Annotation records:
■ ■ ■ ■
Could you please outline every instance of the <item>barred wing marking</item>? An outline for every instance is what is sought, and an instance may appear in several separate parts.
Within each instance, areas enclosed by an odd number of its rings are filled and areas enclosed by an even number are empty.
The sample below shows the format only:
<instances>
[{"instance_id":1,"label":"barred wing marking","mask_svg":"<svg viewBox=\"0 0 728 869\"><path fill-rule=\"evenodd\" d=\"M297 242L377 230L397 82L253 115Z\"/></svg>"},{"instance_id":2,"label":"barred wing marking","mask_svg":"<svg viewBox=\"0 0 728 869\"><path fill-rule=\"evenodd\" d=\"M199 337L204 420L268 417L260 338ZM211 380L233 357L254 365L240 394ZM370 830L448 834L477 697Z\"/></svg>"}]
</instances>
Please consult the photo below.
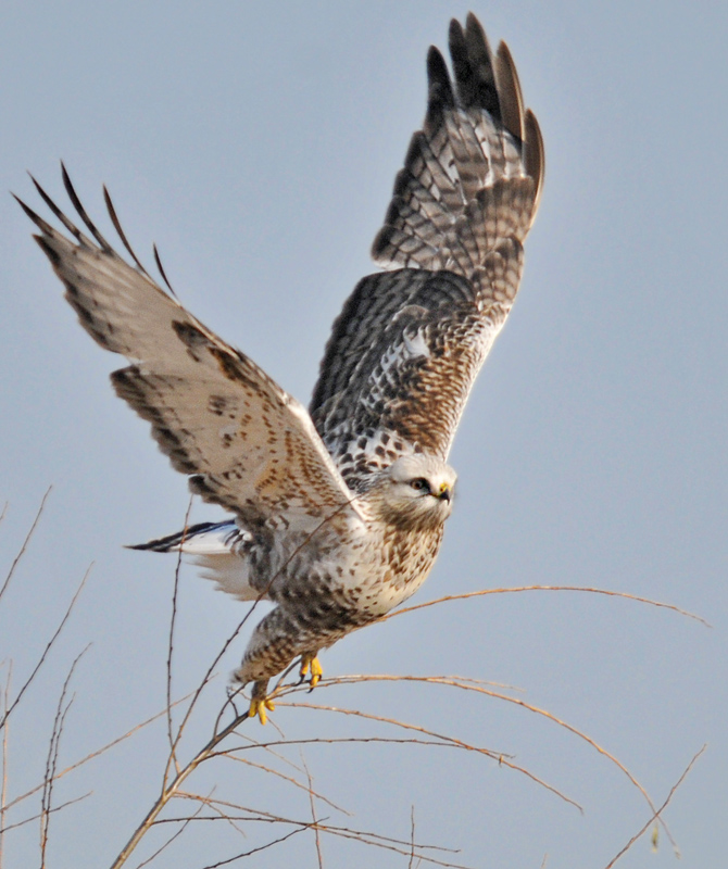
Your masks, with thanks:
<instances>
[{"instance_id":1,"label":"barred wing marking","mask_svg":"<svg viewBox=\"0 0 728 869\"><path fill-rule=\"evenodd\" d=\"M312 417L350 486L403 452L445 458L513 305L543 182L543 146L504 43L453 21L455 87L436 48L428 104L364 278L321 366ZM399 268L398 268L399 267Z\"/></svg>"},{"instance_id":2,"label":"barred wing marking","mask_svg":"<svg viewBox=\"0 0 728 869\"><path fill-rule=\"evenodd\" d=\"M102 348L133 363L113 373L116 393L151 423L172 465L196 475L192 491L253 527L268 522L313 530L331 514L335 524L361 518L305 408L147 275L108 199L137 263L128 265L88 218L65 168L63 176L93 240L37 182L74 240L21 205L40 229L35 238L81 326Z\"/></svg>"}]
</instances>

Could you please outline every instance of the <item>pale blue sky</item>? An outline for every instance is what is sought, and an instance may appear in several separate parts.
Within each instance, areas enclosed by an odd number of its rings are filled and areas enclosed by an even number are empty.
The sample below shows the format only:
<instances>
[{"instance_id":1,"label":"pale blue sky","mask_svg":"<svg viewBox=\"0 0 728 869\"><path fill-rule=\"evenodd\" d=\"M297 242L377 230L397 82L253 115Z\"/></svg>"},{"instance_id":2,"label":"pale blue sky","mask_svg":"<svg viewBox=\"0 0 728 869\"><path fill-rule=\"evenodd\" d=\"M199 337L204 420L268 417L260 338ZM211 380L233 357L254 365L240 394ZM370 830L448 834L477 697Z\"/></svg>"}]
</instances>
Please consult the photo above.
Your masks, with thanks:
<instances>
[{"instance_id":1,"label":"pale blue sky","mask_svg":"<svg viewBox=\"0 0 728 869\"><path fill-rule=\"evenodd\" d=\"M427 47L444 48L449 18L466 11L424 0L7 2L0 188L37 205L29 169L63 200L63 159L101 218L105 182L142 259L151 262L156 241L185 304L307 401L330 323L373 270L368 248L424 113ZM362 631L323 664L328 675L461 673L517 685L619 757L657 803L707 742L665 817L682 865L719 867L728 12L718 2L622 0L474 11L493 46L503 38L513 52L543 130L547 181L518 302L451 456L460 483L445 543L416 601L598 585L677 604L713 628L597 595L498 595ZM0 227L0 501L9 502L0 566L54 487L0 603L0 660L14 657L16 684L95 562L58 656L11 731L9 783L18 793L41 776L58 692L87 642L65 761L162 707L174 564L122 544L176 530L188 499L147 426L112 394L106 375L118 361L75 323L9 196ZM194 515L216 514L198 506ZM242 612L184 571L180 693ZM223 684L211 691L210 715ZM456 862L536 868L548 854L554 869L599 869L649 817L603 757L501 702L391 685L331 689L319 702L514 754L585 807L581 816L485 758L403 746L306 752L317 788L355 813L351 826L406 839L414 804L422 839L462 848ZM380 732L303 710L275 720L288 736ZM256 722L249 732L261 735ZM158 729L64 781L59 799L95 795L53 820L50 865L111 862L158 789L163 747ZM305 795L268 792L246 769L219 776L246 804L307 817ZM234 840L198 833L187 831L158 865L203 867L235 853ZM250 865L315 867L306 837ZM9 837L3 869L35 865L36 842L35 826ZM324 859L407 864L329 840ZM619 864L674 865L664 836L656 854L643 840Z\"/></svg>"}]
</instances>

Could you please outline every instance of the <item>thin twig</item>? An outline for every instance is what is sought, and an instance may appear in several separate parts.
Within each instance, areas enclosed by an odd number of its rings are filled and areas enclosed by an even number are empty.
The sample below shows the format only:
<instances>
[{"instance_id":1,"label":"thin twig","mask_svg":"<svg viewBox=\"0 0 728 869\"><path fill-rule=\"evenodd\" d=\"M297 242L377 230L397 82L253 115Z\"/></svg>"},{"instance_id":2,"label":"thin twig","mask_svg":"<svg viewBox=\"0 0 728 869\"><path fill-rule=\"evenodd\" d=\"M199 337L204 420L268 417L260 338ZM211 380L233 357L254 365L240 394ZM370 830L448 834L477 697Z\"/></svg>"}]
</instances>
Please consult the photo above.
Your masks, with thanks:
■ ■ ■ ■
• **PROBLEM REQUIREMENTS**
Please turn all the lines above into a JSON list of strings, one string per line, with blank lines left out. Leave the pictures out of the list.

• **ANSWER TO THE TASK**
[
  "Could you please outline every instance of the <item>barred wing marking</item>? An outline for every instance is what is sought, and an instance may appear in several separate parts.",
  "Within each instance, areas enclosed by an odd number of its rings are filled and areas enclosed by an even number are empty.",
  "The sample below shows the format only:",
  "<instances>",
  "[{\"instance_id\":1,\"label\":\"barred wing marking\",\"mask_svg\":\"<svg viewBox=\\\"0 0 728 869\\\"><path fill-rule=\\\"evenodd\\\" d=\\\"M297 242L377 230L397 82L253 115Z\\\"/></svg>\"},{\"instance_id\":2,\"label\":\"barred wing marking\",\"mask_svg\":\"<svg viewBox=\\\"0 0 728 869\\\"><path fill-rule=\\\"evenodd\\\" d=\\\"M199 337L204 420L268 417L260 338ZM211 380L233 357L254 365L240 394ZM370 830L448 834L477 697Z\\\"/></svg>\"}]",
  "</instances>",
  "Please consult the photo below.",
  "Your masks, with thanks:",
  "<instances>",
  "[{\"instance_id\":1,\"label\":\"barred wing marking\",\"mask_svg\":\"<svg viewBox=\\\"0 0 728 869\\\"><path fill-rule=\\\"evenodd\\\" d=\\\"M312 417L350 486L403 452L445 458L513 305L543 182L543 146L504 43L453 21L455 87L436 48L428 104L364 278L321 366ZM399 268L398 268L399 267Z\\\"/></svg>\"},{\"instance_id\":2,\"label\":\"barred wing marking\",\"mask_svg\":\"<svg viewBox=\\\"0 0 728 869\\\"><path fill-rule=\\\"evenodd\\\" d=\\\"M102 348L133 363L113 373L116 393L151 423L172 465L196 475L192 491L253 527L268 522L313 530L331 514L335 524L361 518L305 408L147 275L108 199L137 263L128 265L88 218L65 168L63 176L93 240L37 182L74 240L21 205L40 229L35 238L81 326Z\\\"/></svg>\"}]",
  "</instances>",
  "Could you please outline every instance of the <item>pale blue sky</item>? An outline for every instance is what is sought, and an instance may appear in several separate parts.",
  "Within each instance, areas enclosed by an odd number of its rings are filled and areas enclosed by an even number are empty.",
  "The sample below shows the format only:",
  "<instances>",
  "[{\"instance_id\":1,\"label\":\"pale blue sky\",\"mask_svg\":\"<svg viewBox=\\\"0 0 728 869\\\"><path fill-rule=\\\"evenodd\\\" d=\\\"M297 242L377 230L397 82L253 115Z\\\"/></svg>\"},{\"instance_id\":2,\"label\":\"pale blue sky\",\"mask_svg\":\"<svg viewBox=\\\"0 0 728 869\\\"><path fill-rule=\\\"evenodd\\\" d=\\\"M199 337L204 420L268 417L260 338ZM211 380L233 357L254 365L240 394ZM370 830L448 834L477 697Z\\\"/></svg>\"}]",
  "</instances>",
  "Please consult the photo above.",
  "Your masks, with thanks:",
  "<instances>",
  "[{\"instance_id\":1,\"label\":\"pale blue sky\",\"mask_svg\":\"<svg viewBox=\\\"0 0 728 869\\\"><path fill-rule=\\\"evenodd\\\" d=\\\"M427 47L444 48L449 18L466 11L424 0L7 2L0 188L37 205L29 169L63 200L63 159L101 218L105 182L142 259L151 262L156 241L185 304L307 401L330 323L373 270L368 248L424 113ZM362 631L323 664L328 675L461 673L517 685L619 757L657 803L707 742L665 817L682 865L719 867L728 12L718 2L622 0L474 11L493 46L503 38L513 52L543 130L547 181L518 302L451 456L460 483L445 543L416 601L598 585L677 604L713 628L597 595L498 595ZM0 227L0 501L9 502L0 566L54 487L0 603L0 660L14 657L16 684L95 562L58 656L11 731L9 783L18 793L41 776L58 692L87 642L65 761L162 707L174 564L122 544L176 530L188 499L147 426L112 394L106 375L118 361L75 323L9 196ZM194 515L216 514L198 506ZM242 612L184 571L180 693ZM223 684L211 691L210 715ZM456 862L536 868L548 854L554 869L599 869L649 817L603 757L501 702L391 685L331 689L319 702L514 754L585 807L581 816L485 758L403 746L306 752L317 788L355 813L351 826L406 839L414 804L422 839L462 848ZM380 732L303 710L275 720L288 736ZM256 722L249 732L261 735ZM158 729L64 781L59 799L95 795L53 820L50 865L111 862L158 789L163 747ZM305 795L268 792L246 769L219 776L246 804L307 817ZM234 840L198 833L187 831L158 865L203 867L235 853ZM250 865L315 867L306 837ZM9 837L3 869L35 865L36 842L35 826ZM324 859L407 864L329 840ZM619 864L674 865L664 836L656 854L643 840Z\\\"/></svg>\"}]",
  "</instances>",
  "Could you please outline every instance of the <item>thin twig</item>? An outline for every instance is what is sought, and an instance may appear in several separate parts.",
  "Within each instance, areas enclosed by an odd number of its rings are filled and areas enclosed by an even number are empty.",
  "The sample below shows the format only:",
  "<instances>",
  "[{\"instance_id\":1,\"label\":\"thin twig\",\"mask_svg\":\"<svg viewBox=\\\"0 0 728 869\\\"><path fill-rule=\\\"evenodd\\\" d=\\\"M297 242L377 230L397 82L253 115Z\\\"/></svg>\"},{\"instance_id\":2,\"label\":\"thin twig\",\"mask_svg\":\"<svg viewBox=\\\"0 0 728 869\\\"><path fill-rule=\\\"evenodd\\\" d=\\\"M199 337L204 420L268 417L260 338ZM211 380L233 357L254 365L240 394ZM370 830L448 834L477 697Z\\\"/></svg>\"}]",
  "</instances>",
  "Please consult the photo above.",
  "Your masks, with thanks:"
]